---------- Page excerpt
The issue is that we have to be very careful about what system the math tea argument takes place in. There's a version of the math tea argument which we can run inside $M$, but it is substantially weaker than one might expect.

Specifically, for $n\in\mathbb{N}$ consider the sentence

$(*)_n$: "There is a real which is not parameter-freely $\Sigma_n$-definable over $M$.

Each $(*)_n$ is outright provable in $\mathsf{ZFC}$ via essentially the math tea argument, and so holds in $M$ in particular. However, the following sentence

$(\dagger)$: "There is a real which is not definable over the universe"

is not even expressible in the language of set theory - this is a consequence of Tarski's undefinability theorem - and so we can't talk about whether or not $M$ thinks it's true.
--------------------
Written task A » Tally the lines of the listing that contain the word "crowd", with case counting. Reply with the number alone.
---------- Provided entries
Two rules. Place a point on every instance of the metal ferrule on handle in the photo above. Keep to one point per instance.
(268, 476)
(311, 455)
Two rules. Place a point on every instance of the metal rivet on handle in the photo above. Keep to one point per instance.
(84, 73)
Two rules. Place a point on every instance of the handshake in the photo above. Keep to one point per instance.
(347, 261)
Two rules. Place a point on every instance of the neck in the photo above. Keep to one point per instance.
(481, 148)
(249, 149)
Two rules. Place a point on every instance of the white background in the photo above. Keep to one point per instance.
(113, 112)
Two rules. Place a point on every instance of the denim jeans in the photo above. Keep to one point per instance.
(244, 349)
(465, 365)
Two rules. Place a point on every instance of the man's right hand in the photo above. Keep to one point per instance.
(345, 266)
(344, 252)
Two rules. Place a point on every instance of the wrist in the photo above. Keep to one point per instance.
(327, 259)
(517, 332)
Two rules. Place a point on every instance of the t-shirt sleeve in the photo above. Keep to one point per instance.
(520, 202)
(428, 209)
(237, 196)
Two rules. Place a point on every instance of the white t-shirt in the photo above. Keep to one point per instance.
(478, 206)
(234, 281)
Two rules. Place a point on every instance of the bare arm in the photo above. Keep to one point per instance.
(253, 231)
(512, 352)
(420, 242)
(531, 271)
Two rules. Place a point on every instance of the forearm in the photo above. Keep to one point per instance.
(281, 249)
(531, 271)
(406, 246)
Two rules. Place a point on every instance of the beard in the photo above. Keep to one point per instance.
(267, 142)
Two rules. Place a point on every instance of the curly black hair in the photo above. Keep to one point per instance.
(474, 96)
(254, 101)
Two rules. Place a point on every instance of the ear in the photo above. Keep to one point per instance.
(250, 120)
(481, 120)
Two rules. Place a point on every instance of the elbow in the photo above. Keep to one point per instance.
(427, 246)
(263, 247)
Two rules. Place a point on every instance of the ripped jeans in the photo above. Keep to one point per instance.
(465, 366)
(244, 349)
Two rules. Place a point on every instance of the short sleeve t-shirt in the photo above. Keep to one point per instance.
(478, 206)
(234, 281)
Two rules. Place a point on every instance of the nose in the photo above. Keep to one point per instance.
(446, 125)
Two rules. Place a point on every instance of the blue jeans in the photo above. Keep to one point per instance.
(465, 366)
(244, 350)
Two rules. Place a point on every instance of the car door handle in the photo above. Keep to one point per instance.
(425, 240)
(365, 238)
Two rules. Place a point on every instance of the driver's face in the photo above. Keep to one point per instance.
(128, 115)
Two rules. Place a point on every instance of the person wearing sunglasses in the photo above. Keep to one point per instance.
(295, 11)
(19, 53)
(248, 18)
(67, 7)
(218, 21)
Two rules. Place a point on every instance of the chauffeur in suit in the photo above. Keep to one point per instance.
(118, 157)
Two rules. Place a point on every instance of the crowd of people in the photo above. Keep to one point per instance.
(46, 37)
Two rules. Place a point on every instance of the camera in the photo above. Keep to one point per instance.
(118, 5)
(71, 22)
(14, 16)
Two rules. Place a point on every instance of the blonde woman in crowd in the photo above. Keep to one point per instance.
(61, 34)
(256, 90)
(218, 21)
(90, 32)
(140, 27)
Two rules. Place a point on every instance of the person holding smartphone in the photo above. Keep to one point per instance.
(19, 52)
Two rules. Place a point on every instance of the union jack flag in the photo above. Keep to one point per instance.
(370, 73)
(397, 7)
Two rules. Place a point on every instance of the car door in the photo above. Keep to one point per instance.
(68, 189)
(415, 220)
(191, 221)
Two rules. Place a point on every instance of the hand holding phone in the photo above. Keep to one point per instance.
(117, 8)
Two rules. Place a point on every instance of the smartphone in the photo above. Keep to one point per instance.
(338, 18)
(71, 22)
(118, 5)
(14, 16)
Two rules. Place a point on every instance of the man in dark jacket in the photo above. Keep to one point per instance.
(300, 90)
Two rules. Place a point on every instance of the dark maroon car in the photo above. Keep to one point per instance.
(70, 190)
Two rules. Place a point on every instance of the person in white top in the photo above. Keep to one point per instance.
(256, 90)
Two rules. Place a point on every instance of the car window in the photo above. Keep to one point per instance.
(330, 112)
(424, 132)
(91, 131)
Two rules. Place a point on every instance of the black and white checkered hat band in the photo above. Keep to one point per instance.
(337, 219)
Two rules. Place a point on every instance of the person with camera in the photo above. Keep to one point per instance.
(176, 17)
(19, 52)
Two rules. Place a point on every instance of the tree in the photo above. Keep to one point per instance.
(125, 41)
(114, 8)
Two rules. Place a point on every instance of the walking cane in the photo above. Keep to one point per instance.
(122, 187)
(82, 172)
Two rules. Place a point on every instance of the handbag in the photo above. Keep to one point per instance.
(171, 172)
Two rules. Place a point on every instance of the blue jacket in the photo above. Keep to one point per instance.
--------------------
Written task B » Take the passage on the math tea argument further, starting from its last sentence.

Expected answer A » 2

Expected answer B »
We can (express and) prove in $\mathsf{ZFC}$ the statement

$(\dagger)_{set}$: "For every model $A$ of $\mathsf{ZFC}$, there is a real $r$ which is not definable over $A$,"

again using the math tea argument. This is because we can talk about truth within a set, rather than over the universe. However, note that the real $r$ is not guaranteed to live in $A$. So e.g. the fact that $(@)$ is a $\mathsf{ZFC}$-theorem doesn't contradict the fact that $\mathsf{ZFC}$ proves each $(*)_n$ and $(\dagger)_{set}$.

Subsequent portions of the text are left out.